**Text under study**
Robert Strock: (26:35)
So virtually all of us have areas we don’t like whether it’s with confusion or with our health. And we usually limit this to our fleeting awareness and zip out. And so what we really want to train ourselves to, is when we have this fleeting awareness, we want to try to access, as we’ve discussed in earlier podcasts, the intention to heal and the courage to find that intention to heal. So we can stay with the underlying confusion or feelings of difficulty while we’re sick. And when we do this, it’s like a mini miracle. Every time it happens. And we need to recognize because if it doesn’t feel good, we don’t recognize it’s a mini miracle, we don’t realize it’s a path we don’t realize often, oftentimes most times for most of us that it’s paradoxical, the more we revere our confusion, the more we revere our fears of death or illness or loss of capacity, the more courageous life we can live.
Robert Strock: (27:42)
And that’s really subtle and requires a lot of humility and courage to really be able to bring that home. So empowering our inquiry from the heart and really asking it at our times of greatest need, when we feel these primitive fears or these primitive confusions is such a critical part of life and such a critical part of having a deeper life. So what my wish is for all of you is that you empower this kind of questioning from the heart, and it starts to lead you into wisdom. So you can see that your inquiry from the heart and your wisdom is really a more important part of life than your feelings, but it’s only going to happen if you activate it. It’s like having an idea in your mind of what you can do, but you’ve got to activate it when it counts most. When you’re in the feelings, this is a very evolutionary step for any of us to take.
Robert Strock: (28:54)
And if we don’t take it, it really pulls the plug on living an inspirational and fulfilling life. And when we do really take it on, it allows us to move from these areas of self-rejection toward self-compassion and wisdom, and my deepest prayer and wish. And the reason why this was whole episodes from self-rejection towards self-compassion, was spoken and written, was to empower us at the times of our greatest need to face the self- rejection with respect and dignity, even if we can’t feel it, even if it’s from our wisdom and really be able to use this awareness to transform our lives when we most need it. I pray for all of us, including myself, because I have no illusion I’m beyond it, that I can stay with this when I’m most afraid, when I’m most anxious, when I’m most depressed. And I do this investigatory process, and it leads me to my inquiry from my heart, for my benefit and for the benefit of all human beings.

**Listed entries**
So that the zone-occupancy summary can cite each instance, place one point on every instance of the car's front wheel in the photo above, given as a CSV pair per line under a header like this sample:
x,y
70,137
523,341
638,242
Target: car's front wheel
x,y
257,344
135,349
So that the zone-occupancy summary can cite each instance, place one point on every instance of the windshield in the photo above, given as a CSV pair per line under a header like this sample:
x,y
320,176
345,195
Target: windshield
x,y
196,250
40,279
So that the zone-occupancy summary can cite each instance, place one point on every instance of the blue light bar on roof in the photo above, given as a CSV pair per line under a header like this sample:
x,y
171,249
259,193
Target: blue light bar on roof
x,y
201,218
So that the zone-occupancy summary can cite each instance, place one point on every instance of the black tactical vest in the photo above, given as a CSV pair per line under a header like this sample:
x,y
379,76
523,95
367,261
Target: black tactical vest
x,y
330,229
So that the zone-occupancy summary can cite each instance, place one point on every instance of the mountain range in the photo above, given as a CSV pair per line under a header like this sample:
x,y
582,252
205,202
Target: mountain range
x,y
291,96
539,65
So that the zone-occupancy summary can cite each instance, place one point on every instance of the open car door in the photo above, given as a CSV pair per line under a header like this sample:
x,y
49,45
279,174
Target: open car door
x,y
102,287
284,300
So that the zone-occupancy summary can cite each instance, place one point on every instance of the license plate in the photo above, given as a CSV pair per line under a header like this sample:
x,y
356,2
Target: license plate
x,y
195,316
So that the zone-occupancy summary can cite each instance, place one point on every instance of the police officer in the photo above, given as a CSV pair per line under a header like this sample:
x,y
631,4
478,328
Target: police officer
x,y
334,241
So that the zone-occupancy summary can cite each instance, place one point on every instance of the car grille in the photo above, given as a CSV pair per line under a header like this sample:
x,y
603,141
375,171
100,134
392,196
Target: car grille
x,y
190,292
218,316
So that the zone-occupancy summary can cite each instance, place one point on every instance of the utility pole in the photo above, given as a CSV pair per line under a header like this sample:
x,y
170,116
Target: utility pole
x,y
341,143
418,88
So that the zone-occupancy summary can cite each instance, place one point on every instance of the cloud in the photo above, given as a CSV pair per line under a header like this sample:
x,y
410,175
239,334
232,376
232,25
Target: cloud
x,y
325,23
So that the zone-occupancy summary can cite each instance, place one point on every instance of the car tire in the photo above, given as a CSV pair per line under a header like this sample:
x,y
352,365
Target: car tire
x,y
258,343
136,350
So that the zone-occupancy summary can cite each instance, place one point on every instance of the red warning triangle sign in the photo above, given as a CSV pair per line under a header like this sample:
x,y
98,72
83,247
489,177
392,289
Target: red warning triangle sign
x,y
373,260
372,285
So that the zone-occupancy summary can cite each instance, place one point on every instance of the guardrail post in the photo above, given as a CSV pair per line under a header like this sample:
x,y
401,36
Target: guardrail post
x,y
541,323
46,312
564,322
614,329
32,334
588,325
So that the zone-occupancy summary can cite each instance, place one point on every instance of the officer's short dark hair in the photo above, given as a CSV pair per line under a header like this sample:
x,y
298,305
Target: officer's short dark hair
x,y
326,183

**Action item**
From the podcast transcript, return word for word the passage that opens with the words containing "And that’s really" and closes with "us to take.".

**Exercise response**
And that’s really subtle and requires a lot of humility and courage to really be able to bring that home. So empowering our inquiry from the heart and really asking it at our times of greatest need, when we feel these primitive fears or these primitive confusions is such a critical part of life and such a critical part of having a deeper life. So what my wish is for all of you is that you empower this kind of questioning from the heart, and it starts to lead you into wisdom. So you can see that your inquiry from the heart and your wisdom is really a more important part of life than your feelings, but it’s only going to happen if you activate it. It’s like having an idea in your mind of what you can do, but you’ve got to activate it when it counts most. When you’re in the feelings, this is a very evolutionary step for any of us to take.